The mean interobserver coefficient of variation with the HRT, at 8.2%, is similar to that previously reported for planimetry (7.8%),42 the ONHA 7.7%25 and slightly better than that for the IS 200028 (mean 11.6%).
Intraobserver variation was very similar for planimetry and the HRT (coefficient of variation 4.0% and 4.5% respectively), and similar to that previously reported for planimetry (coefficient of variation 2.9% to 4.3%),14 42 the Humphrey retinal analyser (mean coefficient of variation 2.2%),30 digital photogrammetry (mean coefficient of variation 5.3%)28 and the ONHA (coefficient of variation 6.1 to 6.7% and SD differences of 0.02 to 0.05 mm2).24 26 27
CUP SHAPE MEASURE
This is a measure of the steepness and depth of cupping in an optic disc. Its value is unaffected by the height of the reference plane, but will be affected by the shape of the surface enclosed by the observer defined disc margin. Variability between observers was low for this measure, with the mean SD differences between each observer and the median representing about 2.8% of the range of values.
The variation between observers was higher for this variable than any other assessed in this study. It was also particularly sensitive to differences in reference height, demonstrated by the difference between the coefficient of variation using the version 1.10 and 1.11 reference planes (8.7% and 13.6% respectively). A coefficient of variation of 9.75% using version 1.11 has been reported previously.43
The intraobserver variation determined in this study compares well with previously published data for planimetry,14 32 42 and demonstrates that it is possible to obtain the same level of consistency for an experienced observer using planimetry as with the (more objective) HRT. Intraobserver variation has less importance with analysis by the HRT, because the HRT software has the facility to “export” the disc margin definition from one image in a series to subsequent images. This may reduce variability in longitudinal analyses below that of the intraobserver variation found in this study. A recent study has investigated the variability in a number of variables that arises when the “export” option is used.44 The coefficient of variation for disc area, cup area, and rim volume was 0.05%, 2.2%, and 2.4% respectively. This compares with intraobserver variation of 2.4%, 3.8%, and 8.4% for the same variables in this study.

--- --- ---

__Required work__.
1 > Answer these questions using the passage on optic disc measurement variability:
(a) What was the mean interobserver coefficient of variation with the HRT?
(b) For the cup shape measure, about what share of the range of values did the mean SD differences between each observer and the median represent?
(c) What coefficient of variation for rim volume did the recent study report when the "export" option was used?
2 > Write the next part of the passage on optic disc measurement variability, starting after its final sentence.
The lines that follow were taken from a different source than the passage on optic disc measurement.

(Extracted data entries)
--- --- ---

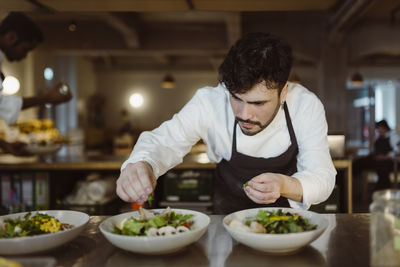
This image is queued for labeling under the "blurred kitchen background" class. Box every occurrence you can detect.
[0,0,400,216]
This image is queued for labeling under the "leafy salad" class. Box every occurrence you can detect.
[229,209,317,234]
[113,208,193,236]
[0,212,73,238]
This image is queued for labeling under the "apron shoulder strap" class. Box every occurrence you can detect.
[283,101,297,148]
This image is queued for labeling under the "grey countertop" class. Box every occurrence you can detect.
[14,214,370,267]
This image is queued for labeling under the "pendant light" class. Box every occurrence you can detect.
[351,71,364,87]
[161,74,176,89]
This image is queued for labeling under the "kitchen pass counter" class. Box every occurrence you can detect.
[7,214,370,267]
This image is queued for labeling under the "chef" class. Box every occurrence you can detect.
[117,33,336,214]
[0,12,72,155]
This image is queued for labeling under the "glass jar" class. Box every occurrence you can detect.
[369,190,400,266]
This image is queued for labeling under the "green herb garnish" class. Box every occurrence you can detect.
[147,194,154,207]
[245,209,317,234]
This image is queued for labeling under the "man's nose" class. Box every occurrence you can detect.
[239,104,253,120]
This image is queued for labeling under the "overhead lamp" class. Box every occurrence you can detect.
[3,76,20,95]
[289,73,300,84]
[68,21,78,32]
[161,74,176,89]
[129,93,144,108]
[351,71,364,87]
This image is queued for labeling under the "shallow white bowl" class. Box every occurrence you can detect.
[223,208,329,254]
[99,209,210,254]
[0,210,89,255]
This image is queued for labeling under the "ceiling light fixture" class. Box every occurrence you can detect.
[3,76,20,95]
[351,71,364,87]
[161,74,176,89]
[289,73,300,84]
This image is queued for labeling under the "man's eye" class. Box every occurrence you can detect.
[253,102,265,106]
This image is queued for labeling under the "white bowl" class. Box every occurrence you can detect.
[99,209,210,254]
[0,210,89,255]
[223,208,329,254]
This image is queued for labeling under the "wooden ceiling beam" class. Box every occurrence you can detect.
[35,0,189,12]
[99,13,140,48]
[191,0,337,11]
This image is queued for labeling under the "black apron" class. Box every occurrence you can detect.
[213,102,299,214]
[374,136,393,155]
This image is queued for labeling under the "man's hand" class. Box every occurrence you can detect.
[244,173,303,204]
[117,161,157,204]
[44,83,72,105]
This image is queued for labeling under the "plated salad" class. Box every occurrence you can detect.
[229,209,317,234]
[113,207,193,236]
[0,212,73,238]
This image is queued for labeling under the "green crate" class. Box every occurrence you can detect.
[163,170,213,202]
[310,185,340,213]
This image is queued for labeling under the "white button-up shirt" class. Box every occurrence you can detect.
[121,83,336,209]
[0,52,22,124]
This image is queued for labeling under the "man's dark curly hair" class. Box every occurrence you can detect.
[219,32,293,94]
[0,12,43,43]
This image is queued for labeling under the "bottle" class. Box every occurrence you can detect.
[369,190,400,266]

--- --- ---

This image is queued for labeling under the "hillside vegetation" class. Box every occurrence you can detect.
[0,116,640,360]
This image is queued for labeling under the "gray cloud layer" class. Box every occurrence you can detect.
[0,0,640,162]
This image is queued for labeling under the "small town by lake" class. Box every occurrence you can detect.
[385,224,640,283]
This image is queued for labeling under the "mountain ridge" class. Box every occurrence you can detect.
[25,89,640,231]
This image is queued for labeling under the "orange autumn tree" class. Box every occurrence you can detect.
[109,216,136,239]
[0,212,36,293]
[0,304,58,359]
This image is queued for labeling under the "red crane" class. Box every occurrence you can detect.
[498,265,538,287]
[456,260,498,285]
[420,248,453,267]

--- --- ---

__Per-task answers__.
1 >
(a) 8.2%
(b) About 2.8%
(c) 2.4%

2 >
The analysis of HRT images is much less dependent on the experience of the observer than it is in planimetry and agreement was better with the HRT analysis for all variables, except for optic disc area. However, even with the improved agreement found with HRT, the variation in disc margin definition, together with the subsequent variation in reference height and cup definition, leads to a variation in rim area estimation which may be clinically significant in cross sectional (diagnostic) studies.
Mr Garway-Heath was supported in this research by a grant from the Guide Dogs for the Blind Association. The authors would like to thank Catey Bunce (medical statistician, Glaxo Department of Ophthalmic Epidemiology, Moorfields Eye Hospital, and Institute of Ophthalmology) for advice in the statistical analysis of the data in the study.